### Problem
Rewrite the passage of the article on women at Country Radio Seminar from "The positive indicators" up to and including "experts aren’t sure.", changing "moderator" to "host".

### Source document
A Country Music Conference Dares Wonder: Could 2020 Be ‘the Year of the Woman’?

Country Radio Seminar sure seemed bullish on women, for a format recently characterized as female-unfriendly. Is the turnaround real?

Ashley McBryde Country Radio Seminar, Day 1, Warner Music Nashville, USA - 19 Feb 2020

Taking his seat for a panel on the subject of women in country music at Country Radio Seminar last week, one of the speakers, Damon Moberly, VP of promotion at the Mercury Nashville label, made a quip about what a minefield the topic has been.

“Doing the female panel. What could go wrong?” Moberly asked, rhetorically. “’It’ll be fun,’ they said.”

Kidding or not, he wasn’t wrong about how the famously wide gender disparity at the format has been something a lot of execs and programmers have not been eager to publicly address, after all the beating up the format has taken from female artists, the press and even some of its own. Not many have been begging to speak up to either rationalize or suggest fixes for women accounting for only about 10% of airplay and chart positions, and in some weeks complete exclusion from the top 10.

But a panel was finally convened on the topic at the 2020 Country Radio Seminar, and it was not nearly as un-“fun” for the participants as it might have been in any other recent year, thanks to a fresh wave of good news that made it seem as if strides might be being made. Through a happy stroke of coincidental timing (or maybe conference organizers even saw it coming), CRS took place during the week in which Maren Morris’ “The Bones” was enjoying its second week at No. 1 on the country airplay charts, becoming the first single by a solo country female to spend consecutive weeks on top since 2012.

The positive indicators didn’t stop there. “This is a great week to be a female at radio. I woke up this morning with five in the top 20,” said moderator Katie Dean, SVP of promotion at MCA Nashville, pointing toward Morris being joined in the upper ranks by Carly Pearce, Kelsea Ballerini, Ingrid Andress and Gabby Barrett. These last two artists in particular were being pointed to as signs of health — both are on their debut radio singles (with “More Hearts Than Mine” and “I Hope,” respectively), and both are seen as having a solid shot at No. 1 their first time out. When was the last time women had 25% representation in the top 20? It’s been so long, even the chart experts aren’t sure.

### Data extract
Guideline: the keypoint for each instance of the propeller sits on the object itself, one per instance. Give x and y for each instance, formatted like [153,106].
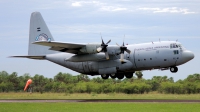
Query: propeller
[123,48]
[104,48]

### Response to the task
The positive indicators didn’t stop there. “This is a great week to be a female at radio. I woke up this morning with five in the top 20,” said host Katie Dean, SVP of promotion at MCA Nashville, pointing toward Morris being joined in the upper ranks by Carly Pearce, Kelsea Ballerini, Ingrid Andress and Gabby Barrett. These last two artists in particular were being pointed to as signs of health — both are on their debut radio singles (with “More Hearts Than Mine” and “I Hope,” respectively), and both are seen as having a solid shot at No. 1 their first time out. When was the last time women had 25% representation in the top 20? It’s been so long, even the chart experts aren’t sure.